Laszlo thinks his name is actually "Poopie" (no idea why I started calling him that). 
Hector used to be "Hector the Molester" but now he is "Hector the Raw Food Rejector".
Rufus (full name Rufus Duncan Angus MacDougall) is "Tiny Rufus", aka "Tiny" or "TR".
Clarence and Cosmo are just referred to as "Closmo".
Gozer is "The Goze".
Arthur is "Arfer".
Zuul is "Fat Zuul".
Dolores doesn't really have a nickname but we break up her name like this: "Doh-lores" with the "Doh" drawn out.
Our new kitten Lucinda is "Lucy" or "Baby Kitty".


----------



## Abbie (Jan 13, 2011)

I have far too many to list them all!

Evie- E-bop, E-bop a lot, Evie Weaver, Little Weavie, Poopsie, Stinkypants, Princess, Naughty One, Evie Believey, Nelly Noisemaker, Noisy Nelly... 

Mitzi- M-Bop, Mit-Mit, Mit The Moo, Moomin, Muffin, Mummy's Little Muffin Maker... 

You get the picture!


----------



## katswhiskas (Nov 5, 2008)

Mary is called
Mary Poppins
Mary doll
Princess
Baby girl
Missymoo

Buddy is
Birdie boy
Bub bud
Big boy
Greedy boy


----------



## Shamu (Aug 6, 2010)

Cute names!


Maxie's offical name is Maxine, but I'll call her Maxie, or Maximellia and of course my baby!

> _Information shown_:
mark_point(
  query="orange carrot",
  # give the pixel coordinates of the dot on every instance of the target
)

> _Work to complete_:
[a] In the pet nickname thread, reproduce the passage that begins at the words "## Abbie (Jan" and stops after "get the picture!".
[b] Rewrite the paragraph of the pet nickname thread beginning "Evie- E-bop" as a bulleted list of Evie's nicknames.
[c] Pick up the pet nickname thread after its last sentence and carry it on.
The lines have no connection to the pet nickname thread.

> _Answers in order_:
[a]
## Abbie (Jan 13, 2011)

I have far too many to list them all!

Evie- E-bop, E-bop a lot, Evie Weaver, Little Weavie, Poopsie, Stinkypants, Princess, Naughty One, Evie Believey, Nelly Noisemaker, Noisy Nelly... 

Mitzi- M-Bop, Mit-Mit, Mit The Moo, Moomin, Muffin, Mummy's Little Muffin Maker... 

You get the picture!

[b]
- E-bop
- E-bop a lot
- Evie Weaver
- Little Weavie
- Poopsie
- Stinkypants
- Princess
- Naughty One
- Evie Believey
- Nelly Noisemaker
- Noisy Nelly

[c]
Lexie is so new, I've been saying her name but also saying "kitty kitty kitty" and calling her my little muffin. She's sooo cute.


----------



## Goldtanker (Jan 9, 2011)

Midnight, the wild cat, AKA "The Dude".


----------



## kittywitty (Jun 19, 2010)

Oreo's Pet names: Baby Oreo, Cookie, Kitty Witty, Little One

Little Pumpkin's Pet names: Pumpkin Doodles, Doodles, Cheese Puffs or just plain "Pumpkin"


----------



## Jess041 (Jul 6, 2009)

Lexi is Lex, Leximus, baby, baby kitty, pretty girl, silly, and sometimes I just call her brat... because she is one. My brother and sister call her Lexington and Lexi-plex.

I've only had Sam for a few weeks, but he's gotten a few nicknames. Sammy, Sammy cat, buddy, bubba. He'll probably get more "affectionate" names as we continue to bond.


----------



## MowMow (Nov 6, 2010)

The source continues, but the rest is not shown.